[Do this]
Transcribe all the records exactly and omit any images they hold.

[Supplied records]
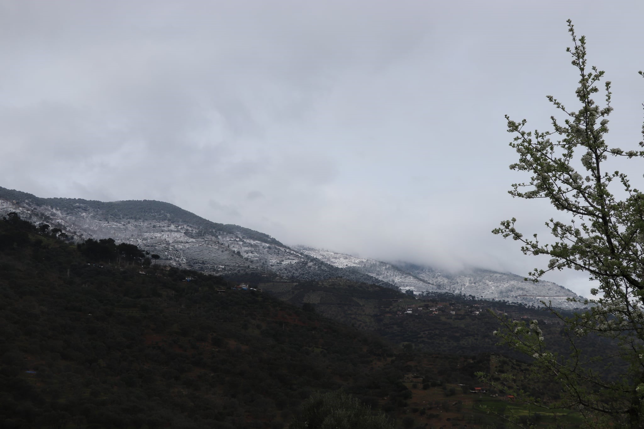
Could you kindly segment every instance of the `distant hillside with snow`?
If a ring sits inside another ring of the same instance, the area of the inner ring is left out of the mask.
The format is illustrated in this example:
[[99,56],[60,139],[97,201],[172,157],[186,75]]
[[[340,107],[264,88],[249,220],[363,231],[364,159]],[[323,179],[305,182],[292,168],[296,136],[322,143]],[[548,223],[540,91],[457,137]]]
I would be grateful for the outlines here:
[[285,246],[270,235],[216,223],[168,203],[40,198],[0,187],[0,216],[16,212],[35,223],[61,228],[70,239],[111,237],[161,257],[159,264],[229,275],[270,273],[288,280],[343,277],[402,291],[448,292],[571,308],[576,297],[550,282],[525,282],[511,273],[473,269],[455,274],[404,262],[385,262],[315,248]]

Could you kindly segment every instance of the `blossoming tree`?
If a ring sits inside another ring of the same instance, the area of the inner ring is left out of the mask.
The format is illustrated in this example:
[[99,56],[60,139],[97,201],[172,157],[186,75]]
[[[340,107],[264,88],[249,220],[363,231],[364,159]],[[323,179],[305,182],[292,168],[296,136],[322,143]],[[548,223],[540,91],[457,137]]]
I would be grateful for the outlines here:
[[[596,104],[592,97],[600,91],[604,72],[587,65],[585,38],[578,38],[567,22],[573,46],[567,50],[580,76],[575,91],[578,109],[569,109],[548,96],[564,120],[551,116],[552,129],[545,132],[526,131],[526,120],[517,122],[506,116],[507,131],[515,136],[510,146],[518,154],[518,161],[510,168],[531,176],[526,183],[513,185],[509,193],[520,198],[547,199],[563,212],[565,220],[545,223],[552,235],[547,244],[536,234],[524,235],[515,227],[515,218],[504,221],[493,232],[520,242],[526,255],[549,256],[547,268],[529,273],[533,281],[549,271],[571,268],[587,273],[596,288],[591,290],[592,299],[570,298],[589,309],[572,317],[543,303],[564,322],[563,335],[571,346],[568,354],[549,351],[536,321],[501,319],[502,327],[495,334],[502,343],[531,356],[532,370],[560,386],[560,399],[554,403],[516,392],[524,401],[545,408],[578,409],[592,427],[642,428],[644,194],[609,164],[614,157],[644,156],[644,142],[638,150],[624,151],[606,141],[612,111],[611,82],[603,85],[601,105]],[[585,355],[577,345],[588,335],[609,339],[611,349],[605,356]],[[602,365],[615,360],[627,369],[618,378],[604,376]]]

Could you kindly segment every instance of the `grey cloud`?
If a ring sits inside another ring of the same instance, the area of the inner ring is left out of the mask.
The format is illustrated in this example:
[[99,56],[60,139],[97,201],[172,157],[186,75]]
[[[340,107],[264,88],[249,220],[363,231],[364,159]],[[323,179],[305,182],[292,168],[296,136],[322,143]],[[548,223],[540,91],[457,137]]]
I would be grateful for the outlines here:
[[614,82],[611,136],[641,140],[644,5],[585,5],[0,0],[0,186],[525,273],[489,231],[553,214],[506,194],[503,115],[545,128],[544,96],[574,98],[567,17]]

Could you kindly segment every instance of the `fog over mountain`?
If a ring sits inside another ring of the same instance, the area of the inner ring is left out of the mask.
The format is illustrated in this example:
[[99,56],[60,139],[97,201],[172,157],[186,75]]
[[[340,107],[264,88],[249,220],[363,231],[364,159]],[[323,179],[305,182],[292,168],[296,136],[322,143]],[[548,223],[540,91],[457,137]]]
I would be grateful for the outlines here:
[[[0,186],[156,199],[288,245],[525,274],[490,233],[560,214],[513,200],[504,114],[574,105],[565,19],[641,140],[644,5],[0,0]],[[619,169],[629,171],[629,167]],[[641,187],[640,168],[630,171]],[[564,219],[562,220],[567,220]],[[576,273],[553,273],[582,295]]]

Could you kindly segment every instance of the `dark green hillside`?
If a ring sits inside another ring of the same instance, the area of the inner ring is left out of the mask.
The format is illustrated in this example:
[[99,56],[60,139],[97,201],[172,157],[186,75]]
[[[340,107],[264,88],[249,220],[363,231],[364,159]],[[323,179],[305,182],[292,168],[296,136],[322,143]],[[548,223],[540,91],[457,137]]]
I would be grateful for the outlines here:
[[3,428],[280,428],[316,391],[377,408],[408,390],[406,364],[376,338],[221,278],[97,262],[12,219],[0,221]]
[[239,226],[211,222],[207,219],[177,207],[169,203],[152,199],[128,200],[104,203],[80,198],[41,198],[31,194],[0,187],[0,198],[15,201],[19,203],[30,203],[60,209],[64,213],[72,214],[79,210],[97,210],[99,220],[118,221],[133,219],[137,221],[167,221],[176,223],[187,223],[202,229],[205,233],[222,232],[241,233],[244,237],[270,244],[281,246],[281,243],[258,231]]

[Written answer]
Could you kindly segment every instance of the `distant hillside with snow`?
If a ring sits inside another ring of the same instance, the area of the inner ring is left out of the mask.
The format is illustrated in this example:
[[99,56],[60,139],[97,201],[172,157],[186,75]]
[[[340,107],[264,88],[249,220],[363,231],[364,159]],[[323,179],[305,182],[292,168],[296,136],[322,143]],[[548,223],[540,91],[457,137]]]
I would be grateful for the outlines here:
[[285,246],[270,235],[216,223],[168,203],[40,198],[0,187],[0,216],[16,212],[35,223],[61,228],[70,239],[111,237],[161,257],[159,264],[229,275],[270,273],[288,280],[343,277],[402,291],[448,292],[571,308],[576,297],[550,282],[525,282],[511,273],[473,269],[455,274],[404,262],[385,262],[315,248]]

Could you kindly segment every instance of the `blossoming tree`?
If a ring sits inside another ring of the same instance, the area of the inner ring is left out of the mask.
The format is illustrated in this example:
[[99,56],[60,139],[97,201],[172,157],[186,75]]
[[[340,107],[264,88],[249,220],[363,231],[364,159]],[[323,179],[305,182],[292,168],[296,136],[322,143]],[[548,223],[540,91],[457,137]]]
I would be grateful for the outlines here:
[[[596,104],[592,97],[600,91],[604,72],[587,65],[585,38],[578,38],[567,22],[573,46],[567,50],[580,76],[575,91],[578,109],[569,109],[548,96],[564,120],[551,116],[552,129],[545,132],[526,131],[526,120],[517,122],[506,116],[507,131],[515,136],[510,146],[518,154],[518,161],[510,168],[531,176],[526,183],[513,185],[509,193],[520,198],[547,199],[563,212],[565,220],[545,223],[552,235],[547,244],[536,234],[524,235],[515,227],[515,218],[504,221],[493,232],[520,242],[526,255],[549,256],[547,268],[529,273],[533,281],[549,271],[571,268],[587,273],[596,288],[591,290],[592,299],[570,298],[589,309],[572,317],[543,303],[564,322],[563,335],[571,346],[568,354],[549,351],[536,321],[501,319],[502,327],[495,334],[502,343],[531,356],[532,370],[560,386],[560,399],[554,403],[516,392],[524,401],[545,408],[578,409],[592,427],[642,428],[644,194],[609,164],[614,157],[644,156],[644,142],[638,150],[624,151],[606,141],[612,111],[611,82],[603,85],[601,105]],[[585,355],[577,345],[588,335],[609,339],[611,349],[605,356]],[[602,365],[615,360],[627,369],[618,378],[604,376]]]

Could you kindly segment every instance of the `grey cloud`?
If a ring sits inside another ring of the same instance, the area of the inner ring is left out of the mask.
The format is illustrated in this example:
[[99,56],[60,139],[97,201],[172,157],[186,75]]
[[[340,107],[264,88],[249,220],[363,231],[364,159]],[[323,179],[305,182],[292,168],[296,136],[322,143]],[[548,223],[540,91],[457,137]]]
I would be grateful for the outlines here:
[[614,82],[611,136],[641,140],[644,5],[585,5],[0,0],[0,186],[525,273],[489,231],[553,214],[506,194],[503,115],[545,128],[544,96],[574,98],[567,17]]

Could you kindly segment every instance of the `fog over mountain`?
If a ring sits inside another ring of the same instance, the area of the inner ring is left out of the mask.
The format is illustrated in this example:
[[99,56],[60,139],[97,201],[172,157],[186,75]]
[[[340,107],[264,88],[249,220],[363,231],[364,159]],[[323,179],[305,182],[292,168],[296,136],[322,143]],[[548,223],[540,91],[457,137]]]
I would be grateful for the outlines here:
[[[0,186],[156,199],[288,245],[525,274],[490,233],[560,214],[513,200],[504,114],[574,105],[565,19],[641,140],[644,5],[0,0]],[[619,169],[629,171],[629,167]],[[641,187],[640,168],[630,171]],[[564,219],[562,220],[567,220]],[[576,273],[553,273],[582,295]]]

Could you kindly segment every instance of the `dark green hillside`?
If a ring sits inside another ring of the same instance, the area of the inner ring is left out of the mask.
The format is illustrated in this example:
[[99,56],[60,139],[97,201],[172,157],[186,75]]
[[[340,107],[264,88],[249,220],[363,231],[364,159]],[[323,179],[305,182],[292,168],[296,136],[322,143]],[[548,223],[540,91],[457,137]]]
I would be grateful for the outlines here:
[[3,428],[280,428],[316,391],[377,408],[408,390],[406,364],[376,338],[221,278],[97,262],[12,219],[0,221]]
[[239,226],[211,222],[207,219],[177,207],[169,203],[152,199],[128,200],[104,203],[80,198],[41,198],[31,194],[0,187],[0,198],[15,201],[19,203],[30,203],[60,209],[64,213],[72,214],[79,210],[97,210],[99,220],[118,221],[133,219],[137,221],[167,221],[176,223],[187,223],[202,229],[205,233],[222,232],[241,233],[244,237],[270,244],[281,246],[281,243],[258,231]]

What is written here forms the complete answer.